**YOUR OBJECTIVE**
Output each record exactly as given. Leave out every picture.

(Stored dataset items)
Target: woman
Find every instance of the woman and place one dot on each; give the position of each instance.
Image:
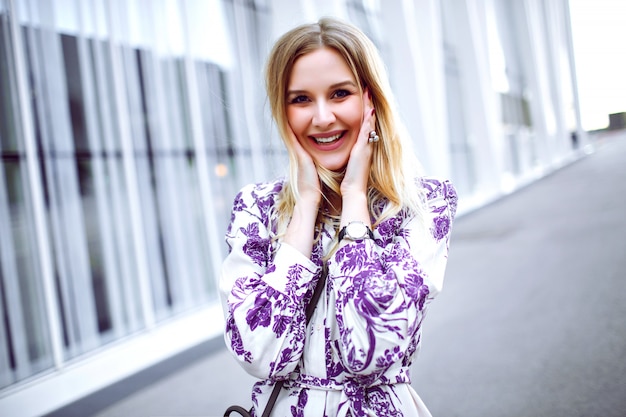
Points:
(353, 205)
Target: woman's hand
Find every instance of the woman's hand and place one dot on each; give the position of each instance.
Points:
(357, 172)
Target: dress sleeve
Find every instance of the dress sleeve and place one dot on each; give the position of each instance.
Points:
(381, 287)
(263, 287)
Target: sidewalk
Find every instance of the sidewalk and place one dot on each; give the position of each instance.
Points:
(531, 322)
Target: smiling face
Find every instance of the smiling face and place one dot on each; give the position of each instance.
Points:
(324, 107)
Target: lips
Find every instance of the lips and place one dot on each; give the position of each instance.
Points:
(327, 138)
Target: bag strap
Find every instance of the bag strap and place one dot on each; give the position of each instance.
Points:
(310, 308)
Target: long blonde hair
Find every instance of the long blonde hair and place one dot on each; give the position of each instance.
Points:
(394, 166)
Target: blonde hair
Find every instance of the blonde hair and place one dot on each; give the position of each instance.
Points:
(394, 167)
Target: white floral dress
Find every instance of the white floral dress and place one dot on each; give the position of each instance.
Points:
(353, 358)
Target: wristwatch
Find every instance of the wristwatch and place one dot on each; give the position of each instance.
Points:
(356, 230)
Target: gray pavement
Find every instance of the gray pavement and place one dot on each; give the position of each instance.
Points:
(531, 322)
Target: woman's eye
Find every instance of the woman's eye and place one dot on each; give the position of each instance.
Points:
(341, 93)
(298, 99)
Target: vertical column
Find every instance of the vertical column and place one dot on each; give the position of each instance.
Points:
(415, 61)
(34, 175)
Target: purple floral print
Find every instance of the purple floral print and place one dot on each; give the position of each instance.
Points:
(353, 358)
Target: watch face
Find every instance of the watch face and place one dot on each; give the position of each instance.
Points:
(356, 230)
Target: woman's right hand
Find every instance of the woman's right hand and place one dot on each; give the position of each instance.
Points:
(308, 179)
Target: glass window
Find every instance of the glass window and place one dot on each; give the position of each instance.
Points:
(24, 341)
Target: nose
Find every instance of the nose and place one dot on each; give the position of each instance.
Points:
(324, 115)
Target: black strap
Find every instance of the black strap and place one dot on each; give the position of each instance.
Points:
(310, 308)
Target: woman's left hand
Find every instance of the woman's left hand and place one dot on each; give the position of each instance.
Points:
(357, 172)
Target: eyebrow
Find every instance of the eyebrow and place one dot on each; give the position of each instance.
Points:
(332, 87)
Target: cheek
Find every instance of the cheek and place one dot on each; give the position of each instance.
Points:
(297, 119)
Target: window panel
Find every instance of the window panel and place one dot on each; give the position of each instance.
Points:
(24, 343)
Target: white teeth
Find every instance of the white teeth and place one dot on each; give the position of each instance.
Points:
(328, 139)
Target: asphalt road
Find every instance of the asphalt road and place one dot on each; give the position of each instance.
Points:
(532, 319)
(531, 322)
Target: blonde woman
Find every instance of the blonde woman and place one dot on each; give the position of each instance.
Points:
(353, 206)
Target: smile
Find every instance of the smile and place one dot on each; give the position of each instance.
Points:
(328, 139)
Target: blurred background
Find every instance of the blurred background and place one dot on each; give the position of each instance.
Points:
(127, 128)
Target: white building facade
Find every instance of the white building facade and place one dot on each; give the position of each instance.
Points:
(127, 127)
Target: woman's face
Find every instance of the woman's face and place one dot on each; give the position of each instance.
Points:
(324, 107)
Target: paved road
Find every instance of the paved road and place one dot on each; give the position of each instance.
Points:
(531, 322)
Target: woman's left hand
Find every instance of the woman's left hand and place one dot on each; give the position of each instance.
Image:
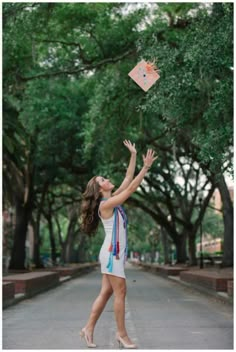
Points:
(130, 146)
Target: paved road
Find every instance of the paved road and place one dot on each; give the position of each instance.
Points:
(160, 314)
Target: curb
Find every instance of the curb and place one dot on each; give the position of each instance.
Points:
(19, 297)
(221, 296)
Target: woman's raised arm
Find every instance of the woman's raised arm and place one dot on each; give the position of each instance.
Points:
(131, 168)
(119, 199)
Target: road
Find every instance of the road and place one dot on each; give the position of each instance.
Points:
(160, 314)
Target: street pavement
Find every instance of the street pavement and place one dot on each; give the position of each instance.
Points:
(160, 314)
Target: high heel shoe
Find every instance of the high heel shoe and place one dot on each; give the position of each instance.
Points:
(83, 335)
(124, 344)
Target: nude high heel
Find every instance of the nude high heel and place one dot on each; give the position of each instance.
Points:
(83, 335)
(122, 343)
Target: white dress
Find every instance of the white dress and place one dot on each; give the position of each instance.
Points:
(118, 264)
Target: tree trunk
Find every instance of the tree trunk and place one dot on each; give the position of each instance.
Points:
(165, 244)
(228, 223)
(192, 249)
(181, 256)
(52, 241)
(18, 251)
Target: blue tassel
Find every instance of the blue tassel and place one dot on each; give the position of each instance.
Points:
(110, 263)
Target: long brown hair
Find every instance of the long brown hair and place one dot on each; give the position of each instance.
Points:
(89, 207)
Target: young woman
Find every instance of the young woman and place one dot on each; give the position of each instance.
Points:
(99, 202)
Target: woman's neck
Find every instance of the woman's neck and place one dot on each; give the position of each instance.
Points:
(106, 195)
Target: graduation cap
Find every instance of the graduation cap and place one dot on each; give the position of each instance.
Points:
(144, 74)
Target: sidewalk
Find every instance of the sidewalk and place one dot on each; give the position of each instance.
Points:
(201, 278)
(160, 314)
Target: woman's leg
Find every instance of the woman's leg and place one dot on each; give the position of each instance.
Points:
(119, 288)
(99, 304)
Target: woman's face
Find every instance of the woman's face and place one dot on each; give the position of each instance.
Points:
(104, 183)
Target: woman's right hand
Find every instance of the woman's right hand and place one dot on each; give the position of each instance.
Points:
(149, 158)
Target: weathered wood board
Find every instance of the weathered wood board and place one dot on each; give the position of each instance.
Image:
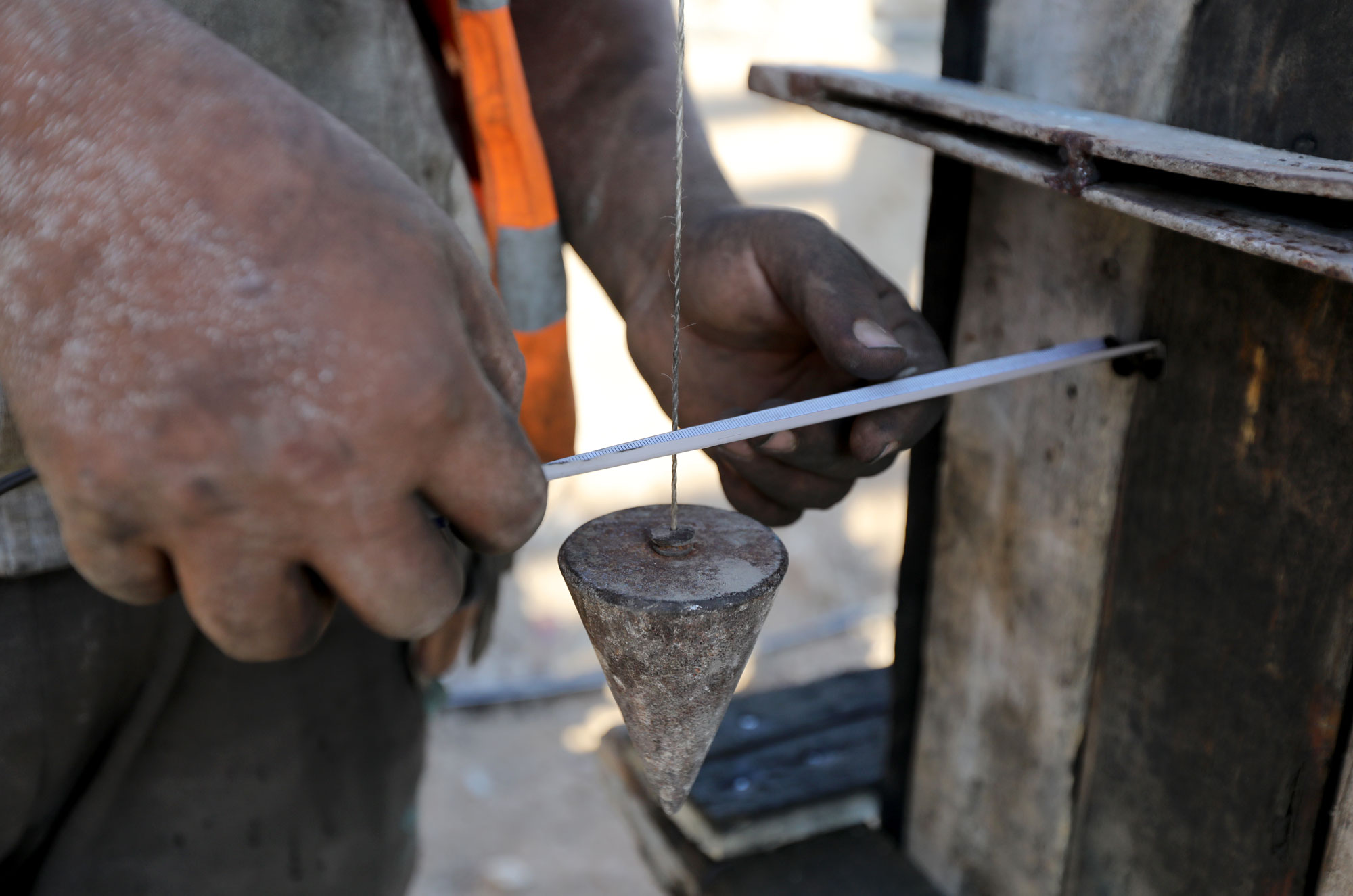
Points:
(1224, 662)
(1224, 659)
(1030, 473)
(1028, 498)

**PROBLEM SOLUTION**
Target: woman
Find every instance of the woman and place one dot on each; give the position of each instance.
Image:
Points:
(353, 205)
Target: woman's hand
Find every instance of the woman's hand and place one dot on each; give the position of each instance.
Points:
(357, 172)
Target: dress sleeve
Find every instance of the dress sleeve and place one dot on each; give the position of each instance.
Points:
(381, 287)
(263, 287)
Target: sidewalk
Find every instance of the sidewalk and place one dot on each; give the position of each instance.
Points:
(531, 322)
Target: smiling face
Find every instance of the smiling face and place one dot on each; give the position of each instance.
Points:
(324, 107)
Target: lips
Find every instance of the lips and place one dot on each; give the position of each instance.
Points:
(327, 138)
Target: bag strap
Find every instance of the bag strap and place one dot on each; give the position of each instance.
Points:
(310, 308)
Target: long blonde hair
Find every instance of the long blonde hair and place one dot on each; give the position of each instance.
Points:
(394, 166)
Target: blonde hair
Find every instance of the blonde hair and place one dot on each; give the position of each instance.
Points:
(394, 167)
Target: white floral dress
Find every instance of the white floral dress and place one dot on each; give the position of each instance.
Points:
(353, 358)
Target: wristwatch
Find every instance of the wristwatch and place one dot on each; give the position of each instance.
Points:
(356, 230)
Target: gray pavement
Find every instance of the gray pavement and place one dot on each; give the position of each instance.
Points:
(531, 322)
Target: woman's eye
Find every instance of the woman's eye and place one dot on each; give the position of each instance.
Points:
(341, 93)
(298, 99)
Target: vertical column
Find every instance of the vertical column and place one dot on each; give the position of each instance.
Points:
(415, 61)
(34, 175)
Target: purple floral print
Find every instance of the purple floral print and place one dot on each; give the position of each instance.
Points:
(353, 358)
Target: watch face
Find every instance of the watch face and place one dot on each; give the position of each instance.
Points:
(356, 230)
Target: woman's right hand
Find every instance of the woman's right hand and place one dot on each; give the position of each instance.
Points:
(308, 179)
Target: glass window
Find every instance of the glass window and place one dot on each; give the position of each instance.
Points:
(24, 341)
Target: nose
Find every instance of the nose and place one dot on each; give the position of each instance.
Points:
(324, 115)
Target: black strap
Find every instance of the black strap and place one dot on each; give the position of each instance.
Points:
(310, 308)
Target: woman's left hand
Find every instance of the woman's left hand and place one dot on each; give the position of each instance.
Points:
(357, 172)
Target: eyebrow
Find every instance of the eyebrow and place one dot on each; give the position of each instance.
Points:
(332, 87)
Target: cheek
Find every instance of the cheek and place one dot on each; give the position of each instance.
Points:
(297, 119)
Target: window panel
Find every instance of the window panel and place one dot on each; give the position of each instance.
Points:
(24, 343)
Target: white teeth
Find every instance of the white teeth and place one dot on each; give the position of each instance.
Points:
(328, 139)
Target: asphalt road
Find every instance of the asphalt road and place one dot on each; give the position of each instance.
Points:
(532, 319)
(531, 322)
Target: blonde woman
Find every instance of the blonde woman and place one dot on each; give the position of each instance.
Points:
(353, 206)
Target: smile
Find every instance of the smile and place one dot on each; give the position of each instance.
Points:
(328, 139)
Target: blurred background
Find every instance of the blurred background and place one dot on each; give the position of each instance.
Points:
(127, 128)
Target: white building facade
Find every instance of the white building facade and place one dot on each; give the position of each instance.
Points:
(127, 127)
Target: woman's face
Find every instance of the woman's face and place one dot on each; give the position of each instance.
Points:
(324, 107)
Target: paved road
Find every instance of the paved road and place one dot on each; give the position of each instance.
Points:
(531, 322)
Target: woman's left hand
Find every instance of the woman's left hand and place one dot on each; give the position of each instance.
Image:
Points:
(130, 146)
Target: paved road
Find every instance of the paved road and place one dot on each; give the position of each instance.
Points:
(160, 314)
Target: curb
Find every instance of the curb and place one dot on each; give the position of each instance.
Points:
(19, 297)
(221, 296)
Target: woman's raised arm
Find every instance of the woman's raised arm and place one dot on each; give the position of each instance.
Points:
(131, 168)
(119, 199)
Target: road
Find every instance of the road and place one dot on each; give the position of each instance.
Points:
(160, 314)
Target: street pavement
Find every instance of the street pavement and place one dot on each; give the position of each instance.
Points:
(160, 314)
Target: high heel shoe
Find every instance of the high heel shoe and place one dot on each; give the position of each instance.
Points:
(83, 335)
(124, 344)
Target: nude high heel
Find every instance of the nude high heel and place one dot on each; give the position of each instance.
Points:
(83, 335)
(122, 343)
Target: white dress
Find every instance of the white dress and place one dot on each; give the position of each instance.
Points:
(118, 264)
Target: tree trunk
Find every instance of the tree trunk and place one dot on each; give the position of each instance.
Points:
(165, 244)
(228, 223)
(192, 249)
(181, 256)
(52, 241)
(18, 251)
Target: blue tassel
Find every instance of the blue tassel and place one dot on each; give the position of each instance.
Points:
(110, 263)
Target: long brown hair
Find every instance of the long brown hair and place one dot on each; give the position of each instance.
Points:
(89, 207)
Target: young woman
Find every instance of the young woman and place one dot on each; give the position of each instance.
Points:
(99, 202)
Target: woman's neck
Find every instance of the woman's neck and place one dot on each; give the position of each instance.
Points:
(106, 195)
Target: graduation cap
Find every instance of the graduation cap and place one dot on each; give the position of each instance.
Points:
(144, 74)
Target: sidewalk
Find every instance of the sidewalk and place one dot on each; give the position of each instance.
Points:
(201, 278)
(160, 314)
Target: woman's leg
Find every instance of the woman's leg and place one dot on each; give the position of each instance.
Points:
(119, 288)
(99, 304)
Target: woman's face
Find every instance of the woman's face and place one dot on each; give the position of each instance.
Points:
(104, 183)
Target: woman's right hand
Find every instance of the woman's right hand and place one dot on each; give the position of each instance.
Points:
(149, 158)
Target: weathered wood board
Find every instance of the weathered wood board and place one dot on each; give the position of each instance.
Image:
Points:
(1224, 662)
(1224, 659)
(1030, 473)
(1028, 498)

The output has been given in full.